### [CHALLENGE]
Set down exactly the lines from the one containing "Presence check — cloudy" through the last line of the records below, both included, and nothing else.

--- Start ---

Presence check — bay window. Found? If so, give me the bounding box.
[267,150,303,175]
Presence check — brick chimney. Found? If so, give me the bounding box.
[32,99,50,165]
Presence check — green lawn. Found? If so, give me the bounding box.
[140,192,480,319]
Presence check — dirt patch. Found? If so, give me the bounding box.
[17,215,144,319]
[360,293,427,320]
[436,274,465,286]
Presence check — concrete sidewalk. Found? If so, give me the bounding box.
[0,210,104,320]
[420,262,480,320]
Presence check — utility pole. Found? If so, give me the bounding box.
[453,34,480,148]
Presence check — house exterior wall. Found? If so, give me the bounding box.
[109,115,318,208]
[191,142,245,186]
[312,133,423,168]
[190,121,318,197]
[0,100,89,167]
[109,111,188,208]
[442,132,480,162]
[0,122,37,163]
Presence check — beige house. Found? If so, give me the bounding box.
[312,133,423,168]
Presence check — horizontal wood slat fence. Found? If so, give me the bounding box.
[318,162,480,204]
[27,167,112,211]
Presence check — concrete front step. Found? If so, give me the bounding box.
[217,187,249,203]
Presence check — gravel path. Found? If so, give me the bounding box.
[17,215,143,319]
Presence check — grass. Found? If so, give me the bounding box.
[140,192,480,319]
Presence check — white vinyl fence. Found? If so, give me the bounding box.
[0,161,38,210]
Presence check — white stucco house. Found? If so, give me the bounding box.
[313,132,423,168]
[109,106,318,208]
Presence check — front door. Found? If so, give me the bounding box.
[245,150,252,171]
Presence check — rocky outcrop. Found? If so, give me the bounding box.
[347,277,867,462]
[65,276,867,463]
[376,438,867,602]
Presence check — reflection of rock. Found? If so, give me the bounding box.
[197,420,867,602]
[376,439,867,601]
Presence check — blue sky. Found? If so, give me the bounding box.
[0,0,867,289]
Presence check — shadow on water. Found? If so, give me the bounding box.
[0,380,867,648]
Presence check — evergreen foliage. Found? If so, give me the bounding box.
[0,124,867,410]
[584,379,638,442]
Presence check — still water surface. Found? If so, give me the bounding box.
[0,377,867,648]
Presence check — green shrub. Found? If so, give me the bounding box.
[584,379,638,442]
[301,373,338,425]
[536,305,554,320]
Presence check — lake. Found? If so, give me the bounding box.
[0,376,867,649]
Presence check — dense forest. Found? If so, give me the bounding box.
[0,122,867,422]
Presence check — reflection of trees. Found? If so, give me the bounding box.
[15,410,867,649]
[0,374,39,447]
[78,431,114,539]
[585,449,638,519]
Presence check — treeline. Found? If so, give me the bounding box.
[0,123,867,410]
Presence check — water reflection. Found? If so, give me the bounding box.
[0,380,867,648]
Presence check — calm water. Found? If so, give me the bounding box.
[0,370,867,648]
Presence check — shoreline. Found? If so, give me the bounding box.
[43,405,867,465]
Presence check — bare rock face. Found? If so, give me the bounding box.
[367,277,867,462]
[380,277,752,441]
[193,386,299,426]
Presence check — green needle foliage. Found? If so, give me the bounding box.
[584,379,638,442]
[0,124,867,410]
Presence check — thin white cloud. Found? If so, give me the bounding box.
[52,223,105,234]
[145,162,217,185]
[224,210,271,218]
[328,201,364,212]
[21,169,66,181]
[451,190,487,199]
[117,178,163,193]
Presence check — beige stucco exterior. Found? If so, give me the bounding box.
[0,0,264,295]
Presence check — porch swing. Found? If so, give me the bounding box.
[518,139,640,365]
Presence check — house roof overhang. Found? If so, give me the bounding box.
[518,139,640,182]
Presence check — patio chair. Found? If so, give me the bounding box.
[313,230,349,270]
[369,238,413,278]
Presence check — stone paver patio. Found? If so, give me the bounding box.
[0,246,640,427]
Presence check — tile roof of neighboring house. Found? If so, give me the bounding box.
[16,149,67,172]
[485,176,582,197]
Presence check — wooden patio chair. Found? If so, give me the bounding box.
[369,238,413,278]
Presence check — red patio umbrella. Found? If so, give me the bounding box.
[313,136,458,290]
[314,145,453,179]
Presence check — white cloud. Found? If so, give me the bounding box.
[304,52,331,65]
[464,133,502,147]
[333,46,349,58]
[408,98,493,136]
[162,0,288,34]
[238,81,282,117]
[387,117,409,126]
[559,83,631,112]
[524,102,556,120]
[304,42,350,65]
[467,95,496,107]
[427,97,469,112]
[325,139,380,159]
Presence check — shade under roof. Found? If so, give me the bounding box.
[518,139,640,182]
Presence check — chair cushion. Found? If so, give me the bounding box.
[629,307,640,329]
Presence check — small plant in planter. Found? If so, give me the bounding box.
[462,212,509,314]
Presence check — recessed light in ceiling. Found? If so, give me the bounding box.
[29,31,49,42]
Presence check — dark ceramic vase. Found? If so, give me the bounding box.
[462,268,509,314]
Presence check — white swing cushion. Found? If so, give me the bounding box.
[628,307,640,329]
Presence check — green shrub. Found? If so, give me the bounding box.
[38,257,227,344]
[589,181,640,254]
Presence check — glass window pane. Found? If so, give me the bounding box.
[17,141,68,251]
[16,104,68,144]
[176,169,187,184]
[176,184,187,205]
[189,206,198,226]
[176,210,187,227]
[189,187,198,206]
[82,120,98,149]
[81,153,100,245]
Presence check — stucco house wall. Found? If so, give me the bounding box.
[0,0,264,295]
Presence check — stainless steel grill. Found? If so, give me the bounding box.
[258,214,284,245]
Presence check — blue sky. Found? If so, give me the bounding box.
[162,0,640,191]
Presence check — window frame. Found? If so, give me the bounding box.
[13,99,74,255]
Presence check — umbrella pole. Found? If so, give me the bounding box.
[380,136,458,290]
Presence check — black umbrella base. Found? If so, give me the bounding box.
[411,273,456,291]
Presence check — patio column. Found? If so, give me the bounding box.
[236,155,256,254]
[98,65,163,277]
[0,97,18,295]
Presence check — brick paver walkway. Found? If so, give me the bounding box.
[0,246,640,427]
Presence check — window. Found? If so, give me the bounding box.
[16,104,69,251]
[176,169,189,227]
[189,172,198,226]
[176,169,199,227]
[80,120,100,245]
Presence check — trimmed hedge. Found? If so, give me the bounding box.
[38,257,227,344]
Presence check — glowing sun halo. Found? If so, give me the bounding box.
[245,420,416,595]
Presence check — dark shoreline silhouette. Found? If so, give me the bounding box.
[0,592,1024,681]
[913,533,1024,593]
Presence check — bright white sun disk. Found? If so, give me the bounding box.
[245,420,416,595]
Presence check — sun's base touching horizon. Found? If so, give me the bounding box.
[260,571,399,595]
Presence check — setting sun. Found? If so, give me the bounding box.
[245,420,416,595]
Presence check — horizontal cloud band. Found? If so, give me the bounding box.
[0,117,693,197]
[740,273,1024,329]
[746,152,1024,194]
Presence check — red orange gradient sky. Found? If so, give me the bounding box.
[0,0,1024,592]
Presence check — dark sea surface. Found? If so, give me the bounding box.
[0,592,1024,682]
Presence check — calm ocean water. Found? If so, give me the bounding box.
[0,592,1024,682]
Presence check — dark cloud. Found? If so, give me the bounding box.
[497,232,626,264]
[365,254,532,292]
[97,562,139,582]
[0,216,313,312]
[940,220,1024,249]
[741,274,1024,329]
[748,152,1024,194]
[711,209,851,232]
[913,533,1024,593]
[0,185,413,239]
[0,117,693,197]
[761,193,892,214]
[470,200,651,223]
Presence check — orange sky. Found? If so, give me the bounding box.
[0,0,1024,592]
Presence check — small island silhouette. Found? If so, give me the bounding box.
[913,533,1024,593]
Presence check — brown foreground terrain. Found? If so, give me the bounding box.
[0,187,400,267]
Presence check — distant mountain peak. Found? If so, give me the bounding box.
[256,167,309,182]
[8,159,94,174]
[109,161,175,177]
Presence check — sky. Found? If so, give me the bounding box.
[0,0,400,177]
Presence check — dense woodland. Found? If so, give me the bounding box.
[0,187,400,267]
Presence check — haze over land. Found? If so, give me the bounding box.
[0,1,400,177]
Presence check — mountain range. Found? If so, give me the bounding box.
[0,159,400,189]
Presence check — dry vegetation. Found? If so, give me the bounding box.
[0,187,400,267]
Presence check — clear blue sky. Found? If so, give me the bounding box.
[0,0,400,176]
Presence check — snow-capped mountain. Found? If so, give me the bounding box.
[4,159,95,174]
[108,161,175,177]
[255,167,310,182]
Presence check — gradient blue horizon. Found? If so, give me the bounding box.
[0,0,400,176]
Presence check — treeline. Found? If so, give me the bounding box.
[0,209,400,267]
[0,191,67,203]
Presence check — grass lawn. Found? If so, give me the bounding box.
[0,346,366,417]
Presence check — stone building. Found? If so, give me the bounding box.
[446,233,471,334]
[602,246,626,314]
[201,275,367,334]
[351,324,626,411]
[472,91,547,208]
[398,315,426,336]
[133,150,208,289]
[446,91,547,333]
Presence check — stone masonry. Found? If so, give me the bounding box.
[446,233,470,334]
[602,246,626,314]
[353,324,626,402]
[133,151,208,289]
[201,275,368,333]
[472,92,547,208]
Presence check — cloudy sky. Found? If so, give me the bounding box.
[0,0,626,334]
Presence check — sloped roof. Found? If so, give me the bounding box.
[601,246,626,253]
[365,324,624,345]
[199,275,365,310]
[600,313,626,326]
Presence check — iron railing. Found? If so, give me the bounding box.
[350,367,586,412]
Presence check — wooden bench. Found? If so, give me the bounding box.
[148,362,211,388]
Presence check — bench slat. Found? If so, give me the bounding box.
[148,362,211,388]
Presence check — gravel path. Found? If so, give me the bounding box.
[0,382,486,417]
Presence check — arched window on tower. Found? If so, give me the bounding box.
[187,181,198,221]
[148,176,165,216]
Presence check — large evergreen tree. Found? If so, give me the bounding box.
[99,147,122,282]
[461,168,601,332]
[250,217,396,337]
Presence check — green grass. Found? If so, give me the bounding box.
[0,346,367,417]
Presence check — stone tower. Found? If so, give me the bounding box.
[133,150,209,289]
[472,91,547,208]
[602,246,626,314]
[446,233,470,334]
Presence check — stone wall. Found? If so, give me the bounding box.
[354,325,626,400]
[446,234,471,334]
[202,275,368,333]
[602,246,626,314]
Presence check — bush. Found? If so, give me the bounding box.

--- End ---

### [TASK ANSWER]
Presence check — cloudy sky. Found? If so, give me the bounding box.
[0,0,626,334]
Presence check — sloped roof. Found? If so, give me the bounding box.
[601,246,626,253]
[365,324,624,345]
[199,275,365,310]
[600,313,626,326]
Presence check — iron railing. Found? If so, give me the bounding box.
[350,367,586,412]
Presence check — wooden bench. Found? If so, give me the bounding box.
[148,362,211,388]
Presence check — bench slat. Found? If so, give me the bounding box.
[148,362,211,388]
Presence check — gravel path. Found? If so, give me the bounding box.
[0,382,486,417]
Presence check — arched window on tower. Found? If so, give me the bounding box.
[187,181,198,221]
[148,176,165,216]
Presence check — large evergreen tree. Found? If so, give me the bounding box.
[99,147,122,282]
[461,168,601,332]
[250,217,396,337]
Presence check — green grass. Found? If so, give me the bounding box.
[0,346,367,417]
Presence check — stone tower. Found? If so, give me the bounding box.
[133,150,209,289]
[472,91,547,208]
[602,246,626,314]
[446,233,470,334]
Presence check — stone wall. Found? If so, give me the bounding box.
[354,325,626,400]
[446,234,471,334]
[202,275,368,333]
[602,246,626,314]
Presence check — bush. Found? If so, give me the bounding box.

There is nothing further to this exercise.